[SUPPLIED INFORMATION Boundary: Start]
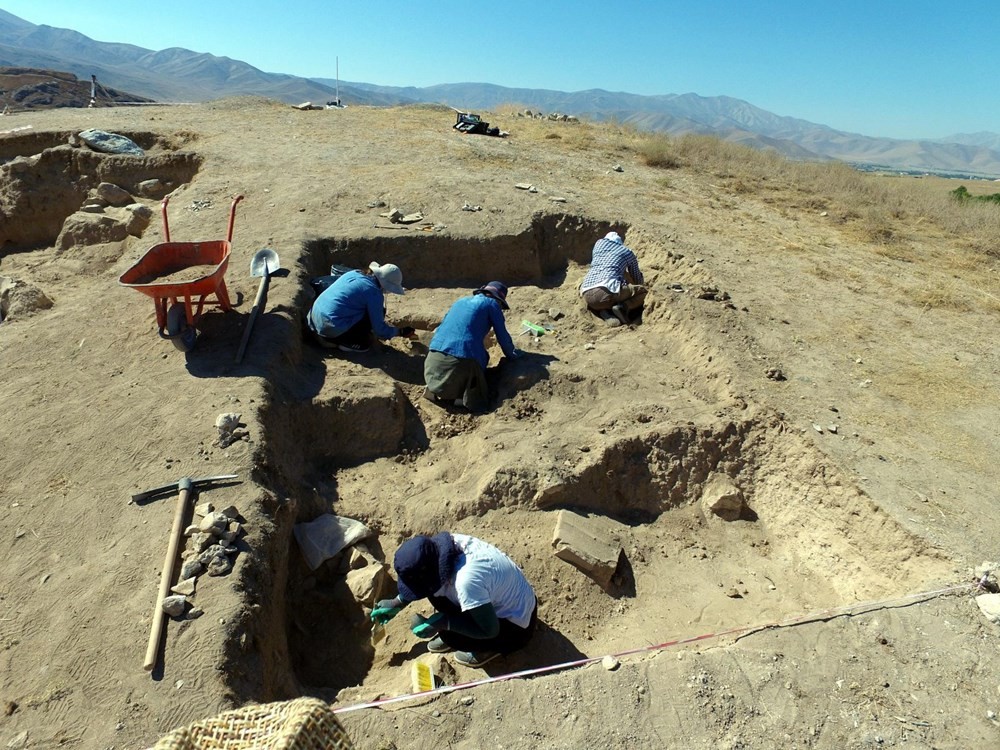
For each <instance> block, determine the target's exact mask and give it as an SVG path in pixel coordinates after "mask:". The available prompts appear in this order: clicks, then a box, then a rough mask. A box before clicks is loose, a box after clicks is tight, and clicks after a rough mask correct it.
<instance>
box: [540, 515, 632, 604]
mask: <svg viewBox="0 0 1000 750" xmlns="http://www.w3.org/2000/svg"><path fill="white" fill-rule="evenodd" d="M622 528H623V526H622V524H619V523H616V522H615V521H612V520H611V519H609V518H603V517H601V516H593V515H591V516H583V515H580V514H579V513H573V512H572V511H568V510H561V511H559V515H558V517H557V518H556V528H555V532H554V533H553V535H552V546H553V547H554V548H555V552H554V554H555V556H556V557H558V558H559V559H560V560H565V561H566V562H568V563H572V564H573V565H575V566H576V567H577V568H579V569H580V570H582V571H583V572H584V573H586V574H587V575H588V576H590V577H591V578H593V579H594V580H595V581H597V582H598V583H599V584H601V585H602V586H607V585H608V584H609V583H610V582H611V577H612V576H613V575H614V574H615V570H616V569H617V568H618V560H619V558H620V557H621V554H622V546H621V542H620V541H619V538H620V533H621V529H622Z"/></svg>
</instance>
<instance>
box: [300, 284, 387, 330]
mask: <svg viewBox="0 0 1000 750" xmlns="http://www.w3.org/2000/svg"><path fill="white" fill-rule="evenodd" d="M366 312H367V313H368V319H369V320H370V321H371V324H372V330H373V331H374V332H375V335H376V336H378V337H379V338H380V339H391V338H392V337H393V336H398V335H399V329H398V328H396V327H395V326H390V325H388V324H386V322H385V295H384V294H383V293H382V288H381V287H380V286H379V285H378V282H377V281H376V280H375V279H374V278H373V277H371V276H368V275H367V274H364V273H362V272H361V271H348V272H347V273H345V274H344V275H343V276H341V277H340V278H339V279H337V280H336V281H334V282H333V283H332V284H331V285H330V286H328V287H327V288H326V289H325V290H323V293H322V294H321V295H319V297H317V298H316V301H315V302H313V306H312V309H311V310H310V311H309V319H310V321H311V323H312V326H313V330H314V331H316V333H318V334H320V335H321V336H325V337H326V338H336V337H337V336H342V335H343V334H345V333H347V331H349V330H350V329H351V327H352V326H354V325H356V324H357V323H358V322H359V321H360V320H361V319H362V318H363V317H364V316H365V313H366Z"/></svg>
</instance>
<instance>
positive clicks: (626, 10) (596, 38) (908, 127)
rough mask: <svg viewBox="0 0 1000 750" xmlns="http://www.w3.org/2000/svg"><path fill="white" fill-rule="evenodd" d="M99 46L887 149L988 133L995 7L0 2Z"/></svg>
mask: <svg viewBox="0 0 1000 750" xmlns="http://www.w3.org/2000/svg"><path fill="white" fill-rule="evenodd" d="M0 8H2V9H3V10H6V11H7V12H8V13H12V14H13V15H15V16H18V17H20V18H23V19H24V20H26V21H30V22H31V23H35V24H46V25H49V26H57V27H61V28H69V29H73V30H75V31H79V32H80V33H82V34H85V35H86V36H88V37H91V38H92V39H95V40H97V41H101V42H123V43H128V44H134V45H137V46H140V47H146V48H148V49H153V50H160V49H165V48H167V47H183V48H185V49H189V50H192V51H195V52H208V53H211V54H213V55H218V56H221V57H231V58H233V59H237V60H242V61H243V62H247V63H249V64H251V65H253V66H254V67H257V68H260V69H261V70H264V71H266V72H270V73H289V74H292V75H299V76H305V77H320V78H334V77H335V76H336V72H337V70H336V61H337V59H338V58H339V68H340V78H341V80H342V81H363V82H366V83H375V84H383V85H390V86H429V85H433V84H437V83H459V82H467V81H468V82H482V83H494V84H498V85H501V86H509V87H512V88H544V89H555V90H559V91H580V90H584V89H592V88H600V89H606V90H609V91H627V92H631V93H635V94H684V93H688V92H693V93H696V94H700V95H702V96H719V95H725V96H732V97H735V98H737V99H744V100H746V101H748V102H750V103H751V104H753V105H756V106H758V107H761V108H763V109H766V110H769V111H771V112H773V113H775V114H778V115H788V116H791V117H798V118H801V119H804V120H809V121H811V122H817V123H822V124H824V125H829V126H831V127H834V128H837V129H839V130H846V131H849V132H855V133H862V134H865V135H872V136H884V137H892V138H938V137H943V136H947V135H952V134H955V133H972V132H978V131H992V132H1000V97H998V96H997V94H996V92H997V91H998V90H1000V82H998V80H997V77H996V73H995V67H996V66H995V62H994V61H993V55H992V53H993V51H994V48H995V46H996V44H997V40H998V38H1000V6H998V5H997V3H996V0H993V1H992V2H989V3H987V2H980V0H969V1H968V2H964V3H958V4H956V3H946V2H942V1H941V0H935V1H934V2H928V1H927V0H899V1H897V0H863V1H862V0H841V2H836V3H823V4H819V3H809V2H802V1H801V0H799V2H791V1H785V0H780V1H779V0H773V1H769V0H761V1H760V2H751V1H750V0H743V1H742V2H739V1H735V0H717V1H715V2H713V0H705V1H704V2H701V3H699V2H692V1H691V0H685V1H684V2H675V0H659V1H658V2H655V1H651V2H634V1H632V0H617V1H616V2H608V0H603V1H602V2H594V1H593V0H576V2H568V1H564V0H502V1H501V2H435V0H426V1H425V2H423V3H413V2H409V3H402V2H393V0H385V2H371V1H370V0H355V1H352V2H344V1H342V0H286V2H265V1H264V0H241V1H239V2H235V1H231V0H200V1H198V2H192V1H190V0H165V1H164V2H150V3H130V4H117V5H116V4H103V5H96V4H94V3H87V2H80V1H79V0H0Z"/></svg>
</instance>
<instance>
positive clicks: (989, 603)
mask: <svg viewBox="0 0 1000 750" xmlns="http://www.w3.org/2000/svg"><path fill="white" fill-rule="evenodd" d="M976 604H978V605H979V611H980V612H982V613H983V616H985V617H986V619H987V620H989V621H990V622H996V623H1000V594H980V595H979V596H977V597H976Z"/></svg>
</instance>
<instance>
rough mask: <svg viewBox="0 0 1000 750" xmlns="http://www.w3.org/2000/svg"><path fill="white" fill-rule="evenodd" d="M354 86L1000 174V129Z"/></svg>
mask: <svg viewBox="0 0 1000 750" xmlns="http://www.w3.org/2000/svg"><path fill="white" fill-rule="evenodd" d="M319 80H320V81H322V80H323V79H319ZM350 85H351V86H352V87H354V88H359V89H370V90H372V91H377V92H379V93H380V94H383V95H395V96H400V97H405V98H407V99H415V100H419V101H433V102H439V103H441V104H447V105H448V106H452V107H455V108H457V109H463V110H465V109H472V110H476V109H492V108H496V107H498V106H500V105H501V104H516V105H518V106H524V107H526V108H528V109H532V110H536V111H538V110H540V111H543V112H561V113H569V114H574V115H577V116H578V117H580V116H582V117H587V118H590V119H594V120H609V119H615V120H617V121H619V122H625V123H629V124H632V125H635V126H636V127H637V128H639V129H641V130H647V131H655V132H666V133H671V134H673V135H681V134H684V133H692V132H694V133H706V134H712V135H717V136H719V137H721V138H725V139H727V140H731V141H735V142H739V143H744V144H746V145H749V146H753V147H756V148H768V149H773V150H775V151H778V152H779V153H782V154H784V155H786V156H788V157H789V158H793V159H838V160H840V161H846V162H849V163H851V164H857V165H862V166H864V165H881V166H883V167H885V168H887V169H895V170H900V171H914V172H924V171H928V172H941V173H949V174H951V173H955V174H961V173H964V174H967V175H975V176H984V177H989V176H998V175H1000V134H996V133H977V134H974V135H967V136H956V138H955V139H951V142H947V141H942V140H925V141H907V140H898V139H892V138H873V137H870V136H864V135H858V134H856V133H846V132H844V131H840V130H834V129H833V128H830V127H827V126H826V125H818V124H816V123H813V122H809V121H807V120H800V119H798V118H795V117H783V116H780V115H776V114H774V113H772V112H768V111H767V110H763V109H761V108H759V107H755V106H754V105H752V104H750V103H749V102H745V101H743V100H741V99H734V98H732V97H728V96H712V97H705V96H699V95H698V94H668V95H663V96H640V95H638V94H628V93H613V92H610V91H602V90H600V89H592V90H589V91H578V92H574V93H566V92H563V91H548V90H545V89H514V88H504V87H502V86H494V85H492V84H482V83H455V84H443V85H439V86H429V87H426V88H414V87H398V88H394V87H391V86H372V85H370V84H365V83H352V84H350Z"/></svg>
[SUPPLIED INFORMATION Boundary: End]
#### REQUIRED WORK:
The answer must be an exact copy of the lines above, from the start of the records through the line with "positive clicks: (626, 10)", and of nothing else; no pictures belong in it.

#### EXERCISE RESULT:
For each <instance> block, determine the target's exact mask and give it as an SVG path in pixel coordinates after "mask:". The available prompts appear in this order: clicks, then a box, then a rough mask. A box before clicks is loose, a box after clicks is tight, and clicks after a rough mask correct it.
<instance>
box: [540, 515, 632, 604]
mask: <svg viewBox="0 0 1000 750" xmlns="http://www.w3.org/2000/svg"><path fill="white" fill-rule="evenodd" d="M622 528H623V526H622V524H619V523H616V522H615V521H612V520H611V519H609V518H603V517H601V516H593V515H591V516H583V515H580V514H579V513H573V512H572V511H568V510H561V511H559V515H558V517H557V518H556V528H555V532H554V533H553V535H552V546H553V547H554V548H555V552H554V554H555V556H556V557H558V558H559V559H560V560H565V561H566V562H568V563H572V564H573V565H575V566H576V567H577V568H579V569H580V570H582V571H583V572H584V573H586V574H587V575H588V576H590V577H591V578H593V579H594V580H595V581H597V582H598V583H599V584H601V585H602V586H607V585H608V584H609V583H610V582H611V577H612V576H613V575H614V574H615V570H616V569H617V568H618V560H619V558H620V557H621V554H622V546H621V542H620V541H619V538H620V533H621V529H622Z"/></svg>
</instance>
<instance>
box: [300, 284, 387, 330]
mask: <svg viewBox="0 0 1000 750" xmlns="http://www.w3.org/2000/svg"><path fill="white" fill-rule="evenodd" d="M366 312H367V313H368V319H369V320H370V321H371V324H372V330H373V331H374V332H375V335H376V336H378V337H379V338H380V339H391V338H392V337H393V336H398V335H399V329H398V328H396V327H395V326H390V325H388V324H386V322H385V295H384V294H383V293H382V288H381V287H380V286H379V285H378V282H377V281H376V280H375V279H374V278H373V277H371V276H368V275H367V274H364V273H362V272H361V271H348V272H347V273H345V274H344V275H343V276H341V277H340V278H339V279H337V280H336V281H334V282H333V283H332V284H331V285H330V286H328V287H327V288H326V289H325V290H323V293H322V294H321V295H319V297H317V298H316V301H315V302H313V306H312V309H311V310H310V311H309V319H310V321H311V323H312V326H313V330H314V331H316V333H318V334H320V335H321V336H325V337H326V338H336V337H337V336H342V335H343V334H345V333H347V331H349V330H350V329H351V327H352V326H354V325H356V324H357V323H358V322H359V321H360V320H361V319H362V318H363V317H364V316H365V313H366Z"/></svg>
</instance>
<instance>
positive clicks: (626, 10) (596, 38) (908, 127)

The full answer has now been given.